### Task requirements
In the records below, the lines between the one holding "Question. Indicate one point on each instance of the bath" and the one holding "Question. Indicate one point on each instance of the tile", inclusive, are to be transcribed exactly; no pictures are to be included.

### Material shown
━━━━━━━━━━━━━━━━
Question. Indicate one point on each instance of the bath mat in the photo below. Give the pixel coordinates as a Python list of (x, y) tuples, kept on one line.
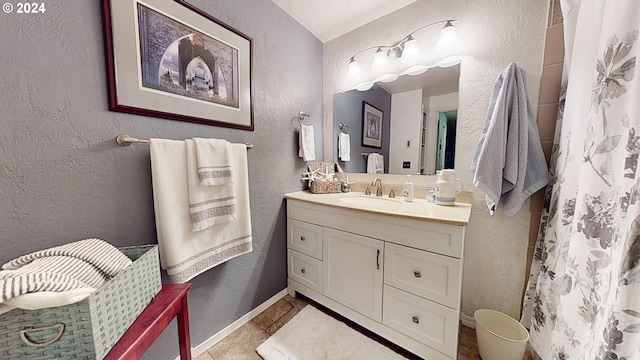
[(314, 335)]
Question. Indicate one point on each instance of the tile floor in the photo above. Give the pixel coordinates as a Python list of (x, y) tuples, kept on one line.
━━━━━━━━━━━━━━━━
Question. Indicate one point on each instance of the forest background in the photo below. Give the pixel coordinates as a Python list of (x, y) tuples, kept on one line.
━━━━━━━━━━━━━━━━
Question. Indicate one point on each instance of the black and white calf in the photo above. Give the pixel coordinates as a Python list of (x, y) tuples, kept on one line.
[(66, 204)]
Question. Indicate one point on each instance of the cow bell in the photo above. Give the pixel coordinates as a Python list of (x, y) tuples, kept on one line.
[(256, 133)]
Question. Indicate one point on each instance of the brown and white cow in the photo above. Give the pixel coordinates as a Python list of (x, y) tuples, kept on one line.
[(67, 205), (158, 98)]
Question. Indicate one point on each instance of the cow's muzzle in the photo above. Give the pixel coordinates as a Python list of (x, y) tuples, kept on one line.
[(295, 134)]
━━━━━━━━━━━━━━━━
### Result for this task
Question. Indicate one point on each instance of the bath mat in the photo below. Give the pixel coordinates as a Python list of (x, y) tuples, kept on one line.
[(314, 335)]
Question. Indicate one point on each instance of the tile floor in the photo above. Give the pixel coordinates as a Python list of (x, y) tuples, kept on one line.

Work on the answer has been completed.